## CHALLENGE
Translate this sentence from the forum thread below on views that span databases into Spanish: "One limitation seems to be that you cannot span multiple schemas."

>> START TEXT BLOCK

Enh. Request : VIEW Definitions to span multiple databases?

(1) By midijohnny on 2022-02-18 12:50:48 [link] [source]

I am trying to work out a way of using multiple DBs in analogous way that you 'import' or 'require' libraries in imperative programming languages. In particular packaging up (maybe complex/long) SQL queries as VIEWS and re-using them across projects.

So: for instance - creating a set of views/tables in a 'util' schema. One limitation seems to be that you cannot span multiple schemas. That is: you cannot build a VIEW in 'util' (say) which references any other schemas.

You can create a view which does this (implicitly - using unqualified schema) - but the view will fail at runtime.

Is there a good reason to disallow this? (Maybe to stop 'schema-injection' attacks? Somebody crafting a bad schema to replace existing views etc?)

I note that it is possible to create a view in the same schema which fails at runtime: so in that sense the 'runtime issue' already exists.

.shell rm -f 'util.db'
.shell rm -f 'main.db'

.open 'main.db'
CREATE TABLE pixel(x,y,colour_id NOT NULL, PRIMARY KEY (x,y) );
INSERT INTO pixel VALUES (0,0,1), (0,1,1), (1,0,2);

ATTACH DATABASE 'util.db' AS util;
CREATE TABLE util.lookup(colour_id,colour_name);
INSERT INTO util.lookup VALUES (0,'red'), (1,'green'), (2,'blue');

SELECT * FROM pixel NATURAL JOIN util.lookup;

-- All works up to here.

-- Attempt 1: define view in UTIL schema; referencing (unqualified) main table + qualified 'util' (i.e. same as view) schema:
-- View is created without error:
CREATE VIEW util.v_lookup AS
SELECT * FROM pixel NATURAL JOIN util.lookup;
-- But fails at runtime:
SELECT * FROM util.v_lookup; -- 'Error: no such table: util.pixel'

-- Attempt 2: define view in MAIN schema (fully qualified, explict 'main')
-- View does not create

-- CREATE VIEW main.v_lookup AS -- view v_lookup cannot reference objects in database util
-- SELECT * FROM pixel NATURAL JOIN util.lookup;

(2.1) By MBL (UserMBL) on 2022-02-18 14:46:33 edited from 2.0 in reply to 1 [link] [source]

When the view in util is called it does not know about the table pixel in schema main; there was no hint about in which schema to find the table.

I added the schema name 'main' to pixel but then I got the more speaking error meassage:

sqlite> create view util.v_lookup as
   ...> select * from main.pixel NATURAL JOIN util.lookup;
Error: in prepare, view v_lookup cannot reference objects in database main (1)
sqlite>

Edit: copy-paste error correction done, schema util, not until.

>> END TEXT BLOCK
>> START ENTRIES SUPPLIED

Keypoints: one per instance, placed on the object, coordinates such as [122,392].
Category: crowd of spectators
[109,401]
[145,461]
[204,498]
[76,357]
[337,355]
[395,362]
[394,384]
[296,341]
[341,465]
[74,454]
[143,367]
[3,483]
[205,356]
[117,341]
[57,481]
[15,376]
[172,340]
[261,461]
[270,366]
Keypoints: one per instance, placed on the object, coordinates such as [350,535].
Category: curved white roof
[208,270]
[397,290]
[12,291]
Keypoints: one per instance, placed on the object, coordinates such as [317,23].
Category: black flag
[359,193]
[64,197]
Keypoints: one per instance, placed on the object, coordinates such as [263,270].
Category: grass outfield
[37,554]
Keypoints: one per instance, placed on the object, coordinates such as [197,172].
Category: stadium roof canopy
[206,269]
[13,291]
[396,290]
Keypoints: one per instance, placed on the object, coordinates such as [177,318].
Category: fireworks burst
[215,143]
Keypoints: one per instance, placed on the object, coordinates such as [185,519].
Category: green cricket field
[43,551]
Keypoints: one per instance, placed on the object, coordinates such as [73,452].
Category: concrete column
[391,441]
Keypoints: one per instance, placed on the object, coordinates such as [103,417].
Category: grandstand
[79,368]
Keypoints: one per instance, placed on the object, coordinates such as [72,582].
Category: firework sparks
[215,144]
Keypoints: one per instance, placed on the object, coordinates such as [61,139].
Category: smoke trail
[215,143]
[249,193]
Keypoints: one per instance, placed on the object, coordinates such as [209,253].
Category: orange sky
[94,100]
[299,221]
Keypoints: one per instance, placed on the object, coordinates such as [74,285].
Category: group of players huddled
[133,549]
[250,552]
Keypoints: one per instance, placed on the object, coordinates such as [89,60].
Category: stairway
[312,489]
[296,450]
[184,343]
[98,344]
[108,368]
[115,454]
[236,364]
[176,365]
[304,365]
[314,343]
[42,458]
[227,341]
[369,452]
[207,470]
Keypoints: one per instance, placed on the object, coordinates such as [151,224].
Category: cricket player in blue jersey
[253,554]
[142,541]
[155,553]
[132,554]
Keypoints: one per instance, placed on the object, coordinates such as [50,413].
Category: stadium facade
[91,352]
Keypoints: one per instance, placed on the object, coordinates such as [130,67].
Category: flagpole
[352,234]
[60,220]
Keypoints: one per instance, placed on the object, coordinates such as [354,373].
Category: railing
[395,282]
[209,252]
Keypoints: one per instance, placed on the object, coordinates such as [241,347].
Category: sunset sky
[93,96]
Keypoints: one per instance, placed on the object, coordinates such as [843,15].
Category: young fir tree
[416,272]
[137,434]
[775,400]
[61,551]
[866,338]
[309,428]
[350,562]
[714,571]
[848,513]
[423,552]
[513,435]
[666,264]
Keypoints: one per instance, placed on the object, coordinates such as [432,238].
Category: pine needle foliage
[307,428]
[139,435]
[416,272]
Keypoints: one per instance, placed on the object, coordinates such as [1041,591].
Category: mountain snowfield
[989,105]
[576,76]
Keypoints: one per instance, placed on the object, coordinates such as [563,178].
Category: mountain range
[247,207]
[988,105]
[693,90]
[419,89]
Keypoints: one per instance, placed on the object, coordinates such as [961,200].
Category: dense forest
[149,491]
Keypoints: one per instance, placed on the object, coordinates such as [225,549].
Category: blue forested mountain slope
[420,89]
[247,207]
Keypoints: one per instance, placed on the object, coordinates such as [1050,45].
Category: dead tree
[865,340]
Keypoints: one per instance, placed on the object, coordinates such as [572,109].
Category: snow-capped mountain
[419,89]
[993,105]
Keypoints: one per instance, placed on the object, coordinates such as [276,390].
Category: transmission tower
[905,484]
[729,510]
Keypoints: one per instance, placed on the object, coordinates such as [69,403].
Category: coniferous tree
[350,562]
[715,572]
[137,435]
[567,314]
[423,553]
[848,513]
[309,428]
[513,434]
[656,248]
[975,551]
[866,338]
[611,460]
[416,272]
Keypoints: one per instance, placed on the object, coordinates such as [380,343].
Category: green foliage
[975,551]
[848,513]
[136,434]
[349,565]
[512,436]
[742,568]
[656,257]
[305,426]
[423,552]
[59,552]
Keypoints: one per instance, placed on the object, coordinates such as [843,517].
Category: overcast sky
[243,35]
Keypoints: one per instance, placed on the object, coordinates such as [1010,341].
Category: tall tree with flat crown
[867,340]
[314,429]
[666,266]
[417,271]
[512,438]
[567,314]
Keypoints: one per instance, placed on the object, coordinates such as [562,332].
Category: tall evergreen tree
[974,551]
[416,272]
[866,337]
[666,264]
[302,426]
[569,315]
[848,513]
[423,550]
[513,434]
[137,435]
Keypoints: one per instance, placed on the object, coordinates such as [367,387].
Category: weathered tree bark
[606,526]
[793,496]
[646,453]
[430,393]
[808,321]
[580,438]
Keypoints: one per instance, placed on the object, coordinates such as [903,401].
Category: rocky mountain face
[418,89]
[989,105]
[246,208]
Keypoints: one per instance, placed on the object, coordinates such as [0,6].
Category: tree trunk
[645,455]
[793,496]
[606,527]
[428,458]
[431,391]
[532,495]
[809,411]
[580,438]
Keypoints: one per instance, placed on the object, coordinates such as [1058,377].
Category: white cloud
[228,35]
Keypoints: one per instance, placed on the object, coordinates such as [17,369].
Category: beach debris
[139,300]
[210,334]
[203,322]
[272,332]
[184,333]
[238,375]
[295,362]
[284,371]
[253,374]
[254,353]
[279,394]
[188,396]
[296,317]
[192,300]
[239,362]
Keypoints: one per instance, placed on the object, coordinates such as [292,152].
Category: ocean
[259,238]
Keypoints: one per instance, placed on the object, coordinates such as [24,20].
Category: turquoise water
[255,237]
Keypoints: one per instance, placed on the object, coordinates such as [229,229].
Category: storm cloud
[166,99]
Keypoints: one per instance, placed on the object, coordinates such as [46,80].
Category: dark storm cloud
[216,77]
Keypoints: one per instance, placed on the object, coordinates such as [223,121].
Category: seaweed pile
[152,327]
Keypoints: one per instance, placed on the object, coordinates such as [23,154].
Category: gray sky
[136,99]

>> END ENTRIES SUPPLIED

## SOLUTION
Una limitación parece ser que no se pueden abarcar varios esquemas.